=== Exercise instructions ===
Reproduce exactly the final portion of the data: every line from the one containing "the man's forearm" through the last line, inclusive.

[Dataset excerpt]
◆ ◆ ◆ ◆ ◆ ◆ ◆
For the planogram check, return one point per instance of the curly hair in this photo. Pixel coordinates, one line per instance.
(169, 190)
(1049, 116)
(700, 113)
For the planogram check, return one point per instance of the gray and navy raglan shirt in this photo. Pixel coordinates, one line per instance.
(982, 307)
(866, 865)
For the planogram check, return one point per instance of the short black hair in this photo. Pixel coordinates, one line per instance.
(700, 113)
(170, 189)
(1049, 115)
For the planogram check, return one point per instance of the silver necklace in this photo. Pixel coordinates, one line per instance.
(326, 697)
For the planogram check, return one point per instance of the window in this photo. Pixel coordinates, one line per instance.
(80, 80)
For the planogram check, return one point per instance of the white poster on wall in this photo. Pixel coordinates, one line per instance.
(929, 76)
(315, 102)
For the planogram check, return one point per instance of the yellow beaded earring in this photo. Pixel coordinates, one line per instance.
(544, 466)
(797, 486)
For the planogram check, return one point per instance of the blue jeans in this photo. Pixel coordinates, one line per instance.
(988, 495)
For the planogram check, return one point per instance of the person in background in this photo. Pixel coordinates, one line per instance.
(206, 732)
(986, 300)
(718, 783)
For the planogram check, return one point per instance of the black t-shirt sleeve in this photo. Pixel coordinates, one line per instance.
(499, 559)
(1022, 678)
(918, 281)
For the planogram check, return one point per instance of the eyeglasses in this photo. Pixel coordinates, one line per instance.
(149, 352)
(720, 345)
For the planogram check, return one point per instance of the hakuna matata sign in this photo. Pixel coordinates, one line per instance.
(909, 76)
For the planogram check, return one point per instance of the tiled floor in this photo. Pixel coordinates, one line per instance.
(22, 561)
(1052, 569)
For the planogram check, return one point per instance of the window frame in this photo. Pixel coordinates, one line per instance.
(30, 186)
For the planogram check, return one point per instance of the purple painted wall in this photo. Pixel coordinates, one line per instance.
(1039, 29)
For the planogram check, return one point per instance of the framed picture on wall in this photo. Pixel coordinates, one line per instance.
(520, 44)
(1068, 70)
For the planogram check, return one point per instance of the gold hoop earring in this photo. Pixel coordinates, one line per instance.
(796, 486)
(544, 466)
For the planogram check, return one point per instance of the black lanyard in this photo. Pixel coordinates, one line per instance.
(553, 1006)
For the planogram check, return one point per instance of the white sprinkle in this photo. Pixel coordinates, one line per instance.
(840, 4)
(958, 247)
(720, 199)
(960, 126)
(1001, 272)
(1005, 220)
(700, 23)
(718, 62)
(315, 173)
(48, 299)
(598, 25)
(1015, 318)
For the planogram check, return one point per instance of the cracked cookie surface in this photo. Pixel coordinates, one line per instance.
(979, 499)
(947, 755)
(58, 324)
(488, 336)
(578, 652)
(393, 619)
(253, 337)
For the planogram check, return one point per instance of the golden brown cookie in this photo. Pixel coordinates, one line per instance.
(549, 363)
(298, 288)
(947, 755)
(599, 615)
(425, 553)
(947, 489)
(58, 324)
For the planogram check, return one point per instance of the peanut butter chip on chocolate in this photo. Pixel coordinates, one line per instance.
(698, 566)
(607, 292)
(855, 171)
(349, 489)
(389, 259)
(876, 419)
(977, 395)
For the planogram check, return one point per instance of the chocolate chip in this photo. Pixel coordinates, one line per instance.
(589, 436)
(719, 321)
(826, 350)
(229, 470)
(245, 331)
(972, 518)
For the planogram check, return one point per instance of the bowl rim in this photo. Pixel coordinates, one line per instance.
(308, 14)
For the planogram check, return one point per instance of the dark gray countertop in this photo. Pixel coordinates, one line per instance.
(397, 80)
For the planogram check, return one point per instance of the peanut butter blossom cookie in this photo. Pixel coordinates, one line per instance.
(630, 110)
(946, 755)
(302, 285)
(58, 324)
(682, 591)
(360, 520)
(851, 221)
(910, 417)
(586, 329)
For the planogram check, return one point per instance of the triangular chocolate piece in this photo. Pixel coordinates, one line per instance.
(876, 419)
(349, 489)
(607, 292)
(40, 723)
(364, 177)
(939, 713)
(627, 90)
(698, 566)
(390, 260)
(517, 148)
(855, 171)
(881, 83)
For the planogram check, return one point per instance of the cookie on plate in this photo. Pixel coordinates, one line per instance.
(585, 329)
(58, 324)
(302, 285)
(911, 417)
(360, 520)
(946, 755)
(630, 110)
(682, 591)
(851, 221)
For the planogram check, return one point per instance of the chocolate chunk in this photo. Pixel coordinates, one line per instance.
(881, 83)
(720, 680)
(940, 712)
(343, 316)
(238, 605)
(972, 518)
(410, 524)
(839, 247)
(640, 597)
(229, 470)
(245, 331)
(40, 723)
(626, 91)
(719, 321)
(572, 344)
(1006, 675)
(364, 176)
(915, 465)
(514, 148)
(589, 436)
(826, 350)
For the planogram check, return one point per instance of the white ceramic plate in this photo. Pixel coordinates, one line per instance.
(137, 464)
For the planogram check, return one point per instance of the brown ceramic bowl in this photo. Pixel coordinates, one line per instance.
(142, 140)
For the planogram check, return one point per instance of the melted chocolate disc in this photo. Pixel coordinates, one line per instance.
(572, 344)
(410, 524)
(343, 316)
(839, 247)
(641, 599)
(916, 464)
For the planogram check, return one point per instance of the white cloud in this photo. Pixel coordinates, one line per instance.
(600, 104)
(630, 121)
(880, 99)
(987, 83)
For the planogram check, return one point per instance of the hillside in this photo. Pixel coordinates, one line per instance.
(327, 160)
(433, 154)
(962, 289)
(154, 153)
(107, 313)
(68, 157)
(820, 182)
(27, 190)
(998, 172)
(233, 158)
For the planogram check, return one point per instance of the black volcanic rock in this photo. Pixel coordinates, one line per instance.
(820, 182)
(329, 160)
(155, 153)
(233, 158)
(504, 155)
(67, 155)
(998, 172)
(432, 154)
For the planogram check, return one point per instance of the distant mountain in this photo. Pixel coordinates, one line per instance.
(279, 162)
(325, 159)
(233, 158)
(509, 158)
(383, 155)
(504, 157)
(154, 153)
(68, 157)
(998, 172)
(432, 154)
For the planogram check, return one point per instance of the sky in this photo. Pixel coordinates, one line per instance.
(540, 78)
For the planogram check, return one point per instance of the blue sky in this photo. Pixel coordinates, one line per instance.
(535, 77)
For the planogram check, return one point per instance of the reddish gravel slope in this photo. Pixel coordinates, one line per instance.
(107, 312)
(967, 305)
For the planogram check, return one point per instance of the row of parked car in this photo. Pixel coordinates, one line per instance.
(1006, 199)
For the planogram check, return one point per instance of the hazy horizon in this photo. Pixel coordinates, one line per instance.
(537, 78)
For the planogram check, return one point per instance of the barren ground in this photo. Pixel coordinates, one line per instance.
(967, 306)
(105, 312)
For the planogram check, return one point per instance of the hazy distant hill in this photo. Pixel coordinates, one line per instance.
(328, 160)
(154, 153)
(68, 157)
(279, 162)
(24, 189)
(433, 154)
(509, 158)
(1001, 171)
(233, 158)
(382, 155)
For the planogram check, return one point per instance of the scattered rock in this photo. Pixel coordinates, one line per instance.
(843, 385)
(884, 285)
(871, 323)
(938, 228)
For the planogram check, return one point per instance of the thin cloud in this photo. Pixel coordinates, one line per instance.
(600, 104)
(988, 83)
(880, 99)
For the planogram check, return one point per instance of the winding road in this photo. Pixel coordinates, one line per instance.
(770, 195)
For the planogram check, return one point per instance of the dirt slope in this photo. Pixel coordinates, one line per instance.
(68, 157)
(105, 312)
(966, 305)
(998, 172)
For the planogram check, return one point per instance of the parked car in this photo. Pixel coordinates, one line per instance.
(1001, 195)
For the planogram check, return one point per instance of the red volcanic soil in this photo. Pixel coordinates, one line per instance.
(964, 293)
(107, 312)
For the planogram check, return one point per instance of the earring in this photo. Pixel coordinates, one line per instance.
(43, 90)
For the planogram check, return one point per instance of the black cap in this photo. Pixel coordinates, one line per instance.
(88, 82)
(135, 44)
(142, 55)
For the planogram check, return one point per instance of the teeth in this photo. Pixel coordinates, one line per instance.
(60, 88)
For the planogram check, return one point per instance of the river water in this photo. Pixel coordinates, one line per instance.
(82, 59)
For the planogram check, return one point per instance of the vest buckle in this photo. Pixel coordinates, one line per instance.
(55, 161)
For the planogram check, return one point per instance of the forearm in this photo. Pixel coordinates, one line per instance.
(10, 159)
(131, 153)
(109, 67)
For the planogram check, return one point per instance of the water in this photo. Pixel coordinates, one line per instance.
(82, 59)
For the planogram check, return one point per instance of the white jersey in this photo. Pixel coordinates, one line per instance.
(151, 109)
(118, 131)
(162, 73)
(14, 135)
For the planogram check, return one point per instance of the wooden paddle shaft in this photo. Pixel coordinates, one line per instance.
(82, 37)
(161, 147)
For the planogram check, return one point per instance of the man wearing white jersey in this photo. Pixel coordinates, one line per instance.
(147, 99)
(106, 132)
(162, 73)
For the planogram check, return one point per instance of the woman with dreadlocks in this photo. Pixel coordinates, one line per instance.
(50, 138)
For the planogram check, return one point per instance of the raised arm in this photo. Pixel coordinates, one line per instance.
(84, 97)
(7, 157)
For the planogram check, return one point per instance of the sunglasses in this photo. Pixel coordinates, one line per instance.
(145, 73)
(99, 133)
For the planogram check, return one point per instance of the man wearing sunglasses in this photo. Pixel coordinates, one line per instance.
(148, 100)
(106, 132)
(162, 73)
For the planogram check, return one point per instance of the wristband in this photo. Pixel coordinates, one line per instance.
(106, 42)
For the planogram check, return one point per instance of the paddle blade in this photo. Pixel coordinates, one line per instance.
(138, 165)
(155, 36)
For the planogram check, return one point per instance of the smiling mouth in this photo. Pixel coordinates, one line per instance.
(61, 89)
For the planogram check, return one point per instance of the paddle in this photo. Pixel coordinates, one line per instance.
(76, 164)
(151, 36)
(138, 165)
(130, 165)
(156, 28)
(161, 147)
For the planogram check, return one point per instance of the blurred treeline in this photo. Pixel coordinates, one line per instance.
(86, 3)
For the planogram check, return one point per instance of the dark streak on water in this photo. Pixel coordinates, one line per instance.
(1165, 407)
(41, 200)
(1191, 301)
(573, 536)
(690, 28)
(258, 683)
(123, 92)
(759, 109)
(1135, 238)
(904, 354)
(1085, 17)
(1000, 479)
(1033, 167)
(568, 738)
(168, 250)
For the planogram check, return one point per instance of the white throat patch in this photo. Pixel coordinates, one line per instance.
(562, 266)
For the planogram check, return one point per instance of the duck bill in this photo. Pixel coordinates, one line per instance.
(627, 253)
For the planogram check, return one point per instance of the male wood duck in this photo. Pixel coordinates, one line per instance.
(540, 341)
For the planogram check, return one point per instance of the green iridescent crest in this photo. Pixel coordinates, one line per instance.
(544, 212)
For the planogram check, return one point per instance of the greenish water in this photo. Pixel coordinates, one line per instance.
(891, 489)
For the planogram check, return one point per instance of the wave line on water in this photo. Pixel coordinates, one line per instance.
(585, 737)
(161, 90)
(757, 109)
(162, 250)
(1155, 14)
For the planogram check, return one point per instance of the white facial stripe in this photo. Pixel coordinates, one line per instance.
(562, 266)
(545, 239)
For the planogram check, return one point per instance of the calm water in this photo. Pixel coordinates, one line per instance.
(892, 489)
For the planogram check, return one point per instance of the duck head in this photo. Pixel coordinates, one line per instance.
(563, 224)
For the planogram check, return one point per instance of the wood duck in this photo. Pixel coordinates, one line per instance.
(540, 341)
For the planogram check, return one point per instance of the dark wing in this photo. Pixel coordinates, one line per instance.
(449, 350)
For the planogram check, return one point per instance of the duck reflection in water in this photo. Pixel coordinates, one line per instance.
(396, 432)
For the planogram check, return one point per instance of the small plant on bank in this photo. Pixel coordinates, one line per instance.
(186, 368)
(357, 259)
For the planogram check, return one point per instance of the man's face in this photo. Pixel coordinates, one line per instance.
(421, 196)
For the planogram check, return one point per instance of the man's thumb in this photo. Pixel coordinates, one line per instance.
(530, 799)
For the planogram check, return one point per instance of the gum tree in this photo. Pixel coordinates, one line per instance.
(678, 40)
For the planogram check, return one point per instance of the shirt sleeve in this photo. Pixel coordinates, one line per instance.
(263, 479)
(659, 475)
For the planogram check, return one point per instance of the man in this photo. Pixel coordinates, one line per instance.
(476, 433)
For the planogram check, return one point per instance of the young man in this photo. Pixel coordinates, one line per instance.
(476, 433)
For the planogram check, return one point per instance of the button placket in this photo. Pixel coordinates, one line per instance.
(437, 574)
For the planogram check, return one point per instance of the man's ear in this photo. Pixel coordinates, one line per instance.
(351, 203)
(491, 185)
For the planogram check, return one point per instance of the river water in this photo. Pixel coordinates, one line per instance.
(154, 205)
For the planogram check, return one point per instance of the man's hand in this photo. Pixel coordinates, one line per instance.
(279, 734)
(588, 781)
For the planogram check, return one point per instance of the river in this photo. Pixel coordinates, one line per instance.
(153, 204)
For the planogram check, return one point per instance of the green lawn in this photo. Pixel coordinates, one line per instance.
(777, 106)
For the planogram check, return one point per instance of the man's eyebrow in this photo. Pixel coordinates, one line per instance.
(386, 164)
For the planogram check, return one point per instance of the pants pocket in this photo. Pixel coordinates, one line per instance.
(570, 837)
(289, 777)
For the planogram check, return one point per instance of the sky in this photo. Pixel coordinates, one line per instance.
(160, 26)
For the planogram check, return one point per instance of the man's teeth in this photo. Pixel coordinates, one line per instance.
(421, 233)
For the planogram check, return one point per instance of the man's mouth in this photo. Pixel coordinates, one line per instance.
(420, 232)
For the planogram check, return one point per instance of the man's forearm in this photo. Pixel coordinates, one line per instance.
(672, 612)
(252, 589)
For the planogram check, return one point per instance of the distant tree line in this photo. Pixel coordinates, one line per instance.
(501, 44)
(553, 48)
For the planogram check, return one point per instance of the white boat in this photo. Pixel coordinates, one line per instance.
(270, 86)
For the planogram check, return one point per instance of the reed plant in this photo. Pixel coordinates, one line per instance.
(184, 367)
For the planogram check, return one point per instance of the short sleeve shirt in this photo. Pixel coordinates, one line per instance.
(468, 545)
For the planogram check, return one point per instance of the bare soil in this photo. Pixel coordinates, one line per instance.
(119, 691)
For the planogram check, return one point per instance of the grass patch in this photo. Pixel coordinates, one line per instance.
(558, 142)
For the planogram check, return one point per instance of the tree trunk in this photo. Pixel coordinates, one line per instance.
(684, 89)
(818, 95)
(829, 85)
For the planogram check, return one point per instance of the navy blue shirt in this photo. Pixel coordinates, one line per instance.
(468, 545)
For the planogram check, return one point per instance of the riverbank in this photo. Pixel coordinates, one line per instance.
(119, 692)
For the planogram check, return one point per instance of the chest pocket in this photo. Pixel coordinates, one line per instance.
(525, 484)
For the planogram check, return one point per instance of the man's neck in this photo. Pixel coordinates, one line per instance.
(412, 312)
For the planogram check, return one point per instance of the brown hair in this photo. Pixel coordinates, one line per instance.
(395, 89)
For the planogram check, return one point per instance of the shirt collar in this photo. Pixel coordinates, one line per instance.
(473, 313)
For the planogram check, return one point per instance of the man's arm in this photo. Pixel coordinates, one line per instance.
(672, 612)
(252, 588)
◆ ◆ ◆ ◆ ◆ ◆ ◆
=== Solution for this task ===
For the planogram check, return one point per instance of the man's forearm in this photo. Pixel coordinates, one line per instance.
(672, 612)
(252, 589)
For the planogram check, return one point per instance of the distant tree line in this photo. Pixel coordinates, one line per instance.
(501, 44)
(553, 48)
For the planogram check, return one point per instance of the white boat in this photo. Pixel coordinates, one line per instance.
(270, 86)
For the planogram check, return one point per instance of the reed plant in this photo. Pixel coordinates, one line per instance.
(184, 367)
For the planogram check, return one point per instance of the short sleeve shirt in this photo. Pixel coordinates, one line per instance.
(468, 545)
For the planogram check, return one point per instance of the bare soil in this photo. Pixel coordinates, one line per instance.
(119, 691)
For the planogram check, return one point per instance of the grass patch in this photo. Pixel coordinates, one line per instance.
(558, 142)
For the planogram check, return one point per instance of the tree trunk in this photo. Pixel coordinates, one line per instance.
(684, 89)
(818, 95)
(829, 85)
For the planogram check, return one point per instance of the navy blue shirt in this photo. Pixel coordinates, one line per instance.
(468, 545)
For the planogram check, return one point per instance of the riverbank in this photo. Pixel coordinates, one line per instance.
(119, 692)
For the planogram check, return one point per instance of the chest pocket in this photo. Pixel coordinates, one line per instance.
(525, 484)
For the planogram check, return one point per instance of the man's neck in this photo. Pixel coordinates, one line per instance.
(412, 312)
For the planogram check, return one point per instance of the brown hair in this photo. Pixel coordinates, one line per instance.
(395, 89)
For the planogram check, return one point per instance of the shirt collar in this photo. Pixel coordinates, one line per instance.
(473, 313)
For the planogram check, return one point per instance of the man's arm in this photo. Pixel coordinates, one line per instance.
(672, 612)
(252, 588)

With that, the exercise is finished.